* start Source data *
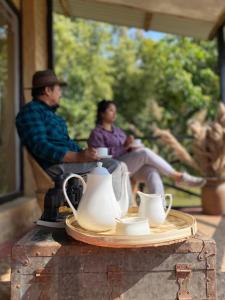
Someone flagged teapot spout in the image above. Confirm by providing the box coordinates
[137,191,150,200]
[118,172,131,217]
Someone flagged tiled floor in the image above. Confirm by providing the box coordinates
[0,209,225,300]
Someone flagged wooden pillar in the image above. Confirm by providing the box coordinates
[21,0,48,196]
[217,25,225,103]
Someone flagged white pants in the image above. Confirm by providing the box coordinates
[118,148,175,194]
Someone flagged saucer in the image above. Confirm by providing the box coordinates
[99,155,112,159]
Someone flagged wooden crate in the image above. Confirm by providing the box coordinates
* end Source data *
**Stated exercise**
Can you reproduce all of the data above word for word, omitting the pictures?

**Worked solution**
Someone flagged teapot spout in the image above. Confirm by providing the box coordinates
[137,191,150,200]
[118,172,131,217]
Someone flagged tiled floor in the image above. Confirm by providing the box coordinates
[0,209,225,300]
Someone flagged wooden pillar in the image above. Confirm by providing the box coordinates
[21,0,48,196]
[217,25,225,103]
Someone flagged white pants in the image above. Confirm by providing the box coordinates
[118,148,175,194]
Someone flagged saucer in the image above. Confirm by providing the box coordinates
[99,155,112,159]
Someone flagged wooden crate in the image above. Confirm by providing the box coordinates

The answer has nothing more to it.